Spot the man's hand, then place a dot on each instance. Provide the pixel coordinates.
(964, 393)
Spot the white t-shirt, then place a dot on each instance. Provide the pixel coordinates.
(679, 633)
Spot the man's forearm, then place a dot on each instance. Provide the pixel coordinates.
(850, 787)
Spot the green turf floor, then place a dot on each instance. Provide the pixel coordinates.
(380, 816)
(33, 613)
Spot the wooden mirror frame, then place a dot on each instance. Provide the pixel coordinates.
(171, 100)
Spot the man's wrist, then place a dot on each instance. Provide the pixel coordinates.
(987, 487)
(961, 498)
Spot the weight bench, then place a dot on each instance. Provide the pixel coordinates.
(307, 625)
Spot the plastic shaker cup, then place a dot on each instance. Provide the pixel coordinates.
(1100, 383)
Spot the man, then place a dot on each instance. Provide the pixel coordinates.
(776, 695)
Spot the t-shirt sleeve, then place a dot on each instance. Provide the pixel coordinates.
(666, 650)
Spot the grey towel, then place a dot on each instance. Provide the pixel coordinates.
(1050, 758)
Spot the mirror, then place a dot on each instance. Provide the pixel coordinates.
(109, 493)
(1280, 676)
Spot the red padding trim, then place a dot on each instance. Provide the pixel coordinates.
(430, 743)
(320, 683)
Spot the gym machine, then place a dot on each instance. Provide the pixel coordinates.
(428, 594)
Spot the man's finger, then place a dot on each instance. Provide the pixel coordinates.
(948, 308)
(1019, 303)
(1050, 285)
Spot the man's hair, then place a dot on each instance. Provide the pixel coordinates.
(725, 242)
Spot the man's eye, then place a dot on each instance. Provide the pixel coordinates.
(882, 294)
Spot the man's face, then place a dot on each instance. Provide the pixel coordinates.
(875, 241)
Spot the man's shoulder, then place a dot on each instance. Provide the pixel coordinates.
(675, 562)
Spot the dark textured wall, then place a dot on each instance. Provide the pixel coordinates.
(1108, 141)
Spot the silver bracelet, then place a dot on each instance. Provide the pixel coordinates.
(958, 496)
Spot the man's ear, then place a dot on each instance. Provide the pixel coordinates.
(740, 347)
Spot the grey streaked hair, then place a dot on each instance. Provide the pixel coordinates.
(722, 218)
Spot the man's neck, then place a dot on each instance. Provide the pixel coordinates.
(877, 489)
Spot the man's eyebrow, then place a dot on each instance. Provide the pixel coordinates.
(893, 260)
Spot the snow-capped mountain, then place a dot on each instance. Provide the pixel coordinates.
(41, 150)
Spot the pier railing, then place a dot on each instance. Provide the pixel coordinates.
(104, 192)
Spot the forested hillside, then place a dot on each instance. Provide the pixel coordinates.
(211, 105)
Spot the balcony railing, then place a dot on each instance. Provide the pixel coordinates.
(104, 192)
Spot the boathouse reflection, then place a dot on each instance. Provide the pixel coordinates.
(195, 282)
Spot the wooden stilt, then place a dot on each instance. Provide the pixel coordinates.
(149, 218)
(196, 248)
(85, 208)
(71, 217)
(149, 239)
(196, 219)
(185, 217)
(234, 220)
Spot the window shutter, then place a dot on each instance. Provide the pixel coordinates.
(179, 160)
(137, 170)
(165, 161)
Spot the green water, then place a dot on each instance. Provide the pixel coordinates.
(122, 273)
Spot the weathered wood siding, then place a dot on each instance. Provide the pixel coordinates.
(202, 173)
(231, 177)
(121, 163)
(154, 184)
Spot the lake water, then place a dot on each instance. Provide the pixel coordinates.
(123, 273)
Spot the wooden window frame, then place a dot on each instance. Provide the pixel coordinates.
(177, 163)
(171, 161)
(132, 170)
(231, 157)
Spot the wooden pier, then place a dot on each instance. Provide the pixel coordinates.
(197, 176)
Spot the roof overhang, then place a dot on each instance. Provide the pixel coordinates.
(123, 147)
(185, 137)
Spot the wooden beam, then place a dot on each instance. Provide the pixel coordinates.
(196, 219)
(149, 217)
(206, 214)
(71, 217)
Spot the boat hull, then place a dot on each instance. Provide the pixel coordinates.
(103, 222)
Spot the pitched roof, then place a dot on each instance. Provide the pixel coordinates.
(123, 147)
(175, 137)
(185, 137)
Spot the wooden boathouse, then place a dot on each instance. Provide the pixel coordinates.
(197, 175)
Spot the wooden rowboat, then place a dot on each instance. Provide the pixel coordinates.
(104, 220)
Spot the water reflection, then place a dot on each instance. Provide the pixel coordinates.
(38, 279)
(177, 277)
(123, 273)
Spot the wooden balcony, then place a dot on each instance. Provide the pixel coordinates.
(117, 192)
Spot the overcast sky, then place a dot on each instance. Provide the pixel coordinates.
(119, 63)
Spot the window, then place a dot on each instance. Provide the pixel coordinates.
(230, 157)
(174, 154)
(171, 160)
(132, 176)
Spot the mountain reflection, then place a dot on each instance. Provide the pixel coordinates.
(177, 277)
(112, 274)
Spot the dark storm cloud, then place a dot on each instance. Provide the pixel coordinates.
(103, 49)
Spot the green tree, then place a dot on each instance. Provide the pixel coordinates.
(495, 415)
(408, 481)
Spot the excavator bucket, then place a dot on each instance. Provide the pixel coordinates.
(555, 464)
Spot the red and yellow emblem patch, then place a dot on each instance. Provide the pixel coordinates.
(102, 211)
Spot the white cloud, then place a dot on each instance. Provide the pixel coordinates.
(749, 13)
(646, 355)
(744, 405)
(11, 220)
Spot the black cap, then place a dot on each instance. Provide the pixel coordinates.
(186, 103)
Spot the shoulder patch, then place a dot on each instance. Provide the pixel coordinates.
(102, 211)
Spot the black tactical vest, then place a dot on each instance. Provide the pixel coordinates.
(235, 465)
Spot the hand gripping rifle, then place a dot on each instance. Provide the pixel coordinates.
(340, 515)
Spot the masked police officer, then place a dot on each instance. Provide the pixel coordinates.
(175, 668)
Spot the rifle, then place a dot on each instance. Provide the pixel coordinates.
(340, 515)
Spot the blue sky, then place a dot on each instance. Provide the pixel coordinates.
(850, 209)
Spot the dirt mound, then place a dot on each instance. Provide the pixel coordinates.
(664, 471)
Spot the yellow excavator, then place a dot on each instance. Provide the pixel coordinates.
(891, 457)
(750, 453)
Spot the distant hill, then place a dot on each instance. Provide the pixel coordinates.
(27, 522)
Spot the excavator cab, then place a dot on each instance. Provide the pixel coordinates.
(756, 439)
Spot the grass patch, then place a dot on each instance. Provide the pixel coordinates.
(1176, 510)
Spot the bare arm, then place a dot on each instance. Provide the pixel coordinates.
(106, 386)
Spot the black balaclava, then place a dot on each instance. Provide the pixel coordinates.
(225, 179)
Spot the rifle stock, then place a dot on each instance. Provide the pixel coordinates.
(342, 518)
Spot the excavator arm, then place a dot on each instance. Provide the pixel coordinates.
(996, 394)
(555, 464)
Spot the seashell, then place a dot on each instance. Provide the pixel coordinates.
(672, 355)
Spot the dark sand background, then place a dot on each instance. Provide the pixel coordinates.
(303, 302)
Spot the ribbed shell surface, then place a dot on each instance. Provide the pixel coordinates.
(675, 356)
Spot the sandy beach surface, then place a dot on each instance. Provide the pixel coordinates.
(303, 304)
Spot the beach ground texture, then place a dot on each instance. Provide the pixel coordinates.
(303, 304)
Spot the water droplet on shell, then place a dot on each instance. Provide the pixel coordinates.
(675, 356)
-*-*-
● **TASK OBJECTIVE**:
Render every line of the records above as a JSON list of strings, one string per line, leaving out blank lines.

● **TASK OUTPUT**:
[
  "Spot the man's hand, then place a dot on each instance. Provide the pixel coordinates.",
  "(964, 393)",
  "Spot the white t-shirt, then place a dot on each instance. Provide the pixel coordinates.",
  "(679, 633)",
  "Spot the man's forearm, then place a dot on each instance. Provide the pixel coordinates.",
  "(850, 787)",
  "Spot the green turf floor, then place a dot on each instance. Provide the pixel coordinates.",
  "(380, 816)",
  "(33, 613)",
  "Spot the wooden mirror frame, then place a dot on each instance. Provide the pixel coordinates.",
  "(171, 100)",
  "Spot the man's wrist, then place a dot on each instance. Provide the pixel coordinates.",
  "(987, 487)",
  "(961, 498)",
  "Spot the weight bench, then place a dot on each instance. Provide the pixel coordinates.",
  "(307, 625)",
  "Spot the plastic shaker cup, then place a dot on each instance. Provide the pixel coordinates.",
  "(1100, 383)",
  "Spot the man, then place a dot on each instance. Provide the pixel coordinates.",
  "(776, 695)",
  "Spot the t-shirt sleeve, then place a dot on each instance. Provide the pixel coordinates.",
  "(666, 650)",
  "Spot the grey towel, then place a dot on each instance. Provide the pixel coordinates.",
  "(1050, 758)",
  "Spot the mirror, then place a dot on each instance. Provide the pixel coordinates.",
  "(109, 493)",
  "(1280, 676)",
  "Spot the red padding trim, then place a dot on each instance. Provide the pixel coordinates.",
  "(430, 743)",
  "(320, 683)",
  "Spot the gym machine, then place a dot on each instance. Provide the pixel coordinates.",
  "(428, 594)",
  "Spot the man's finger, then place a dot on each instance. Provide the pixel coordinates.",
  "(948, 308)",
  "(1019, 303)",
  "(1050, 285)",
  "Spot the man's hair, then place a dot on each instance. Provide the pixel coordinates.",
  "(725, 242)",
  "Spot the man's eye, then place a dot on each instance. Provide the pixel coordinates.",
  "(882, 294)",
  "Spot the man's face, then place a dot on each instance. Provide the pixel coordinates.",
  "(875, 241)",
  "Spot the man's shoulder, then place a dot on each instance. Provide the pixel coordinates.",
  "(675, 562)",
  "Spot the dark textured wall, then place a dot on each instance. Provide the pixel coordinates.",
  "(1108, 141)",
  "Spot the silver bracelet, then place a dot on each instance. Provide the pixel coordinates.",
  "(958, 496)",
  "Spot the man's ear, then place a dot on each instance. Provide the pixel coordinates.",
  "(740, 347)",
  "Spot the grey streaked hair, then place a dot on each instance. Provide the pixel coordinates.",
  "(722, 218)",
  "Spot the man's neck, then place a dot on each instance. Provide the pixel coordinates.",
  "(877, 489)",
  "Spot the man's eyebrow, then place a dot on each instance. Provide the pixel coordinates.",
  "(893, 260)",
  "Spot the snow-capped mountain, then place a dot on each instance. Provide the pixel coordinates.",
  "(41, 150)",
  "Spot the pier railing, then place a dot on each instance. Provide the pixel coordinates.",
  "(104, 192)",
  "Spot the forested hillside, then place a dot on each instance. Provide the pixel coordinates.",
  "(211, 105)",
  "Spot the balcony railing, then place a dot on each instance. Provide the pixel coordinates.",
  "(104, 192)",
  "Spot the boathouse reflection, then place a dot on each instance. Provide the pixel coordinates.",
  "(195, 282)",
  "Spot the wooden stilt, then place a dot on each instance. Provide the pixel coordinates.",
  "(149, 218)",
  "(196, 248)",
  "(85, 208)",
  "(71, 217)",
  "(149, 239)",
  "(196, 219)",
  "(185, 217)",
  "(234, 220)",
  "Spot the window shutter, then place a dot on each instance. Provide the pixel coordinates.",
  "(179, 160)",
  "(137, 170)",
  "(165, 161)",
  "Spot the green water, then place a dot on each instance. Provide the pixel coordinates.",
  "(122, 273)",
  "Spot the weathered wood siding, then place a dot on each instance. Provide the pixel coordinates.",
  "(202, 173)",
  "(231, 177)",
  "(121, 163)",
  "(154, 184)",
  "Spot the lake water, then place a dot on each instance. Provide the pixel coordinates.",
  "(123, 273)",
  "Spot the wooden window frame, then place a dot on each instance. Provide the pixel coordinates.",
  "(177, 163)",
  "(171, 161)",
  "(132, 170)",
  "(231, 157)",
  "Spot the wooden pier, then place a dot on each instance. Provide the pixel coordinates.",
  "(197, 176)",
  "Spot the roof overhang, then place a dot on each instance. Provide the pixel coordinates.",
  "(123, 147)",
  "(185, 137)",
  "Spot the wooden beam, then place a dot on each instance. Provide the pixel coordinates.",
  "(196, 219)",
  "(149, 217)",
  "(206, 214)",
  "(71, 217)",
  "Spot the boat hull, then place a dot on each instance. Provide the pixel coordinates.",
  "(103, 222)",
  "Spot the pitched roof, then place a dot on each instance. Provide the pixel coordinates.",
  "(123, 147)",
  "(175, 137)",
  "(185, 137)",
  "Spot the wooden boathouse, then place a dot on each instance. Provide the pixel coordinates.",
  "(197, 175)",
  "Spot the wooden rowboat, then place a dot on each instance. Provide the pixel coordinates.",
  "(104, 220)",
  "Spot the water reflection, then place a dot on each instance. Provide the pixel coordinates.",
  "(38, 279)",
  "(177, 277)",
  "(123, 273)",
  "Spot the wooden balcony, then place a dot on each instance. Provide the pixel coordinates.",
  "(117, 192)",
  "Spot the overcast sky, then place a dot on each instance. Provide the pixel coordinates.",
  "(119, 63)",
  "Spot the window, then place a dot on each instance. Provide the pixel coordinates.",
  "(230, 157)",
  "(174, 154)",
  "(171, 160)",
  "(132, 176)",
  "Spot the mountain reflection, then place a dot on each instance. Provide the pixel coordinates.",
  "(177, 277)",
  "(112, 274)",
  "Spot the dark storm cloud, then place a dot on each instance. Provide the pixel coordinates.",
  "(103, 49)",
  "Spot the green tree, then place a dot on each instance. Provide the pixel coordinates.",
  "(495, 415)",
  "(408, 481)",
  "Spot the excavator bucket, then place a dot on each instance. Provide the pixel coordinates.",
  "(555, 464)",
  "Spot the red and yellow emblem patch, then place a dot on each instance. Provide the pixel coordinates.",
  "(102, 211)",
  "Spot the white cloud, then place a dot on each instance. Provide the pixel coordinates.",
  "(749, 13)",
  "(646, 355)",
  "(744, 405)",
  "(11, 220)",
  "Spot the black cap, then place a dot on each instance. Provide the pixel coordinates.",
  "(186, 103)",
  "Spot the shoulder patch, then place a dot on each instance. Provide the pixel coordinates.",
  "(102, 211)",
  "Spot the black tactical vest, then place a dot on each instance. Provide the pixel coordinates.",
  "(235, 465)",
  "Spot the hand gripping rifle, then place a dot on each instance. Provide the pixel coordinates.",
  "(340, 515)",
  "Spot the masked police officer, then place a dot on each instance. Provide the pixel coordinates.",
  "(175, 668)",
  "Spot the rifle, then place a dot on each instance. Provide the pixel coordinates.",
  "(340, 515)",
  "Spot the blue sky, then place a dot on each instance. Provide the pixel coordinates.",
  "(850, 209)",
  "Spot the dirt mound, then place a dot on each instance. Provide the pixel coordinates.",
  "(664, 471)",
  "Spot the yellow excavator, then place a dot on each instance. Provide the pixel coordinates.",
  "(891, 457)",
  "(750, 453)",
  "Spot the distant hill, then place a dot on each instance. Provide the pixel coordinates.",
  "(27, 522)",
  "Spot the excavator cab, then place a dot on each instance. Provide the pixel coordinates.",
  "(756, 439)",
  "Spot the grass patch, then place a dot on each instance. Provide the pixel coordinates.",
  "(1176, 510)",
  "Spot the bare arm, then place a dot on each instance. Provide the pixel coordinates.",
  "(106, 386)",
  "Spot the black balaclava, then place a dot on each instance. Provide the pixel coordinates.",
  "(225, 179)",
  "Spot the rifle stock, then place a dot on each instance. Provide the pixel coordinates.",
  "(342, 518)",
  "Spot the excavator arm, then place a dot on each instance. Provide the pixel coordinates.",
  "(996, 394)",
  "(555, 464)",
  "Spot the seashell, then place a dot on each instance. Provide the pixel coordinates.",
  "(672, 355)",
  "Spot the dark sand background, then place a dot on each instance. Provide the pixel coordinates.",
  "(303, 302)",
  "Spot the ribbed shell surface, then place a dot on each instance. Provide the pixel coordinates.",
  "(675, 356)",
  "Spot the sandy beach surface, then place a dot on each instance. Provide the pixel coordinates.",
  "(303, 304)",
  "Spot the beach ground texture, then place a dot on each instance. Provide the pixel coordinates.",
  "(303, 304)",
  "Spot the water droplet on shell, then place a dot on each instance. Provide the pixel coordinates.",
  "(675, 356)"
]